Copy out the records below, replacing each "Answer" with "Result" and leaving every other line unchanged.

------ Data provided

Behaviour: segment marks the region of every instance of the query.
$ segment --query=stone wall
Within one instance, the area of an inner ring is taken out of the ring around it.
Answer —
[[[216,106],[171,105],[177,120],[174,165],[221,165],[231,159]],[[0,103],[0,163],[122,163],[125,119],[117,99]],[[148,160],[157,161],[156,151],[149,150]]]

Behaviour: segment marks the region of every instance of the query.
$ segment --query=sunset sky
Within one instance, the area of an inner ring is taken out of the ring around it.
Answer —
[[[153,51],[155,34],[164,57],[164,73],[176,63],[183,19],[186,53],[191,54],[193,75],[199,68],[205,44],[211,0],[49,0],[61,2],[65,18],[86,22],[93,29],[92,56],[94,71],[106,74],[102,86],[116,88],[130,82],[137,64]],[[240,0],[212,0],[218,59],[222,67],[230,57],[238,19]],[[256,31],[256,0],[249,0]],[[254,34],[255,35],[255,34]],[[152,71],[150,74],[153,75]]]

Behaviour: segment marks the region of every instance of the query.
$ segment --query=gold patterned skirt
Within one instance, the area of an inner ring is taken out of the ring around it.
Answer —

------------

- **Answer below**:
Behaviour: segment marks the region of every instance of the query.
$ segment --query=stone wall
Within one instance, the area of an inner ring is taken out of the ring around it.
Result —
[[[216,106],[171,105],[177,120],[174,165],[221,165],[231,159]],[[0,103],[0,163],[122,163],[125,119],[117,99]],[[148,160],[157,161],[156,151],[149,150]]]

Behaviour: segment marks the region of every instance of the query.
$ segment --query=sunset sky
Within one instance, the area of an inner ring is taken out of the ring around it.
Result —
[[[153,51],[155,34],[164,57],[164,73],[176,63],[183,19],[186,53],[191,54],[193,75],[199,68],[205,44],[211,0],[49,0],[61,2],[65,18],[86,22],[93,29],[92,56],[94,71],[106,74],[102,86],[116,88],[130,82],[137,64]],[[240,0],[212,0],[218,59],[222,67],[230,57],[238,19]],[[256,31],[256,0],[249,0]],[[254,34],[255,35],[255,34]],[[152,71],[150,74],[153,75]]]

Behaviour: segment marks the region of every instance of the query.
$ segment --query=gold patterned skirt
Within one instance, the area of an inner ring is taken out of the ring around it.
Result —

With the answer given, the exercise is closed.